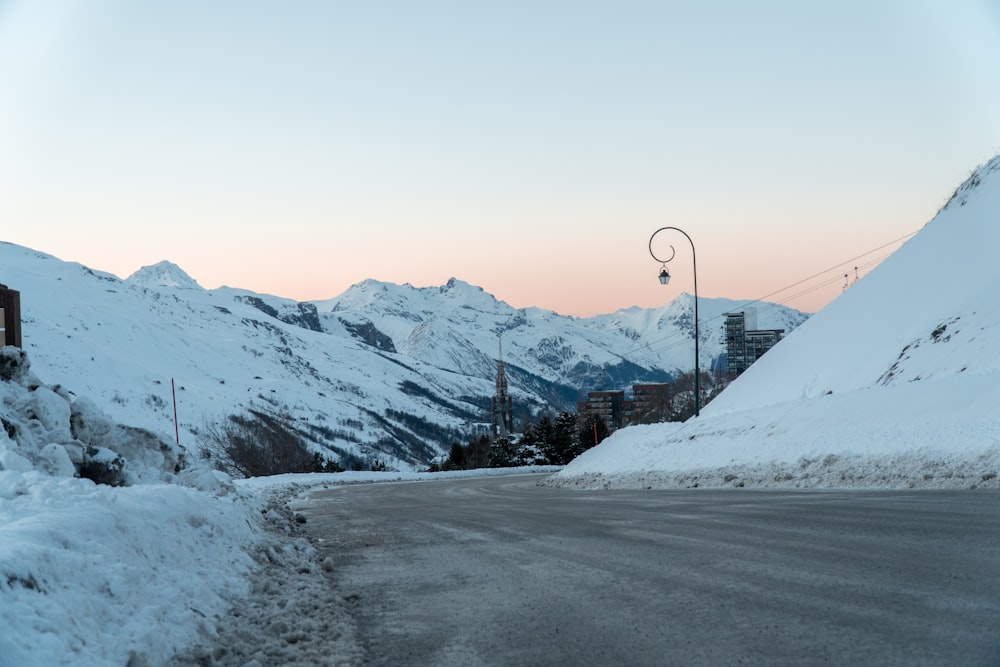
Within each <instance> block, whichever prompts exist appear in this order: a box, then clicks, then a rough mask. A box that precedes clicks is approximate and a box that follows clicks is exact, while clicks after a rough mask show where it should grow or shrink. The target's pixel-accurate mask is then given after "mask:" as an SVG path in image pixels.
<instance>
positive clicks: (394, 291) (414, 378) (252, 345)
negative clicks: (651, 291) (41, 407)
mask: <svg viewBox="0 0 1000 667" xmlns="http://www.w3.org/2000/svg"><path fill="white" fill-rule="evenodd" d="M0 267H2V268H0V281H2V282H5V283H6V284H7V285H9V286H10V287H11V288H13V289H17V290H19V291H20V292H21V306H22V316H23V320H24V323H23V334H24V336H23V337H24V345H25V348H26V349H27V350H28V351H29V352H30V353H31V356H32V359H33V363H34V365H35V367H36V368H37V369H38V370H39V373H40V374H42V375H44V376H48V377H60V378H63V381H64V382H65V383H66V384H67V386H70V387H72V388H73V390H74V391H79V392H82V393H85V394H86V395H90V396H94V397H95V398H96V399H97V400H99V401H100V402H101V403H102V404H103V405H105V406H106V409H107V411H108V412H109V414H111V415H112V416H113V417H115V418H117V419H119V420H121V421H127V422H129V423H134V424H136V425H137V426H143V427H147V428H151V429H155V430H157V431H160V432H163V433H170V434H173V432H174V423H173V400H174V396H176V400H177V408H178V412H177V414H178V419H179V422H180V437H181V442H182V444H185V445H198V444H200V443H199V433H201V432H202V431H204V429H205V426H206V425H208V424H211V423H214V422H217V421H218V420H220V419H222V418H224V417H225V416H227V415H230V414H234V413H238V412H241V411H242V410H243V409H245V408H246V407H247V406H248V405H249V404H251V403H258V404H261V403H266V404H275V405H279V406H283V407H287V409H288V410H289V411H290V413H291V414H292V415H293V416H294V417H295V418H296V419H298V420H299V423H300V424H301V426H302V428H303V430H304V431H306V432H307V433H308V434H309V436H310V437H312V438H313V439H314V441H315V442H314V443H313V444H314V446H315V447H316V448H319V449H325V450H326V453H327V455H328V456H330V457H332V458H336V459H340V460H341V461H342V462H345V463H346V462H347V461H348V460H361V461H362V462H364V461H367V460H370V459H373V458H379V459H382V460H384V461H386V462H387V463H388V464H389V465H390V466H393V467H402V468H404V469H405V468H407V467H409V466H412V465H419V464H424V463H426V462H427V461H428V460H430V459H431V458H432V457H433V456H435V455H436V454H437V453H439V452H441V451H443V450H446V449H447V448H448V447H449V446H450V444H451V442H453V441H456V440H462V439H464V438H466V437H468V436H469V435H471V434H473V433H477V432H478V427H477V424H480V423H482V422H487V421H489V416H488V415H487V414H486V409H485V406H488V405H489V398H490V396H491V395H492V392H493V385H494V376H495V373H496V356H497V354H498V337H499V336H502V337H503V349H504V356H505V358H506V361H507V369H508V376H509V378H510V382H511V388H512V394H513V396H514V399H515V402H516V403H517V404H518V409H526V410H530V411H537V410H540V409H543V408H546V409H555V410H559V409H565V408H567V407H571V406H572V402H573V401H575V400H576V398H577V394H578V392H580V391H587V390H594V389H607V388H615V389H618V388H625V387H628V386H630V385H631V384H632V383H634V382H641V381H658V380H664V379H666V378H668V377H669V374H670V373H671V372H675V371H676V370H678V369H682V370H683V369H689V368H690V366H691V336H692V332H691V330H690V324H691V322H690V312H691V300H690V297H687V296H685V295H682V296H680V297H678V298H677V299H676V300H675V301H674V302H672V303H671V304H668V305H667V306H664V307H663V308H661V309H657V310H654V311H642V310H640V309H631V310H628V311H620V312H619V313H615V314H612V315H608V316H602V317H597V318H589V319H578V318H573V317H564V316H560V315H557V314H555V313H552V312H550V311H544V310H540V309H524V310H518V309H515V308H512V307H511V306H509V305H508V304H505V303H503V302H500V301H497V300H496V299H495V298H494V297H492V296H491V295H489V294H487V293H485V292H484V291H483V290H482V289H480V288H478V287H474V286H471V285H469V284H467V283H464V282H462V281H459V280H451V281H449V282H448V283H447V284H446V285H443V286H441V287H434V288H419V289H418V288H413V287H411V286H409V285H403V286H398V285H389V284H384V283H378V282H376V281H365V282H363V283H360V284H358V285H356V286H355V287H353V288H351V289H350V290H348V291H347V292H345V293H344V294H343V295H341V296H340V297H337V298H336V299H331V300H328V301H322V302H315V303H299V302H295V301H292V300H289V299H283V298H280V297H274V296H269V295H261V294H255V293H253V292H249V291H246V290H240V289H236V288H228V287H224V288H219V289H216V290H211V291H209V290H205V289H203V288H202V287H201V286H199V285H198V283H197V282H196V281H195V280H193V279H192V278H191V277H190V276H188V275H187V274H185V273H184V271H183V270H182V269H181V268H180V267H177V266H176V265H174V264H171V263H169V262H161V263H159V264H156V265H153V266H150V267H144V268H142V269H140V270H139V271H137V272H136V273H134V274H133V275H132V276H130V277H129V278H128V279H126V280H121V279H119V278H117V277H115V276H112V275H110V274H106V273H101V272H98V271H94V270H92V269H89V268H87V267H83V266H81V265H79V264H73V263H66V262H62V261H60V260H58V259H56V258H54V257H51V256H49V255H45V254H43V253H39V252H36V251H33V250H29V249H26V248H21V247H18V246H14V245H11V244H5V243H0ZM701 305H702V313H703V330H702V342H703V363H704V365H705V367H706V368H708V367H709V365H710V364H711V363H712V360H713V359H715V358H716V357H717V356H718V355H719V354H721V352H722V350H723V347H722V342H721V330H720V327H721V319H719V320H718V326H715V325H714V324H713V323H712V318H713V317H714V316H715V315H717V314H718V313H721V312H723V311H724V310H726V309H731V308H732V307H736V306H739V305H740V304H737V303H736V302H731V301H726V300H721V299H720V300H711V299H703V300H702V302H701ZM761 310H762V313H763V312H765V311H767V310H770V311H771V312H773V313H775V314H776V315H777V318H776V319H777V320H780V322H779V323H778V324H775V325H774V326H781V327H784V328H788V329H791V328H794V326H796V325H797V324H799V323H800V322H801V321H803V320H804V319H805V318H806V316H805V315H803V314H802V313H798V312H797V311H792V310H790V309H786V308H783V307H780V306H778V307H772V308H770V309H768V308H764V307H762V308H761ZM761 320H762V323H761V325H762V326H765V324H764V321H765V318H764V317H763V316H762V317H761ZM171 380H174V384H175V386H176V389H175V391H172V390H171Z"/></svg>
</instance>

-----

PROBLEM TO WORK ON: Scan the records above and show every line in which the word "instance" occurs.

OUTPUT FOR THIS TASK:
Within each <instance> block, whichever prompts exist appear in this order: a box, then clicks, then a rough mask. A box that precedes clicks is approximate and a box that follows clicks is exact, while clicks after a rough mask show where it should grow or shrink. The target's pixel-accurate mask is then given after "mask:" as an SVG path in image pixels.
<instance>
</instance>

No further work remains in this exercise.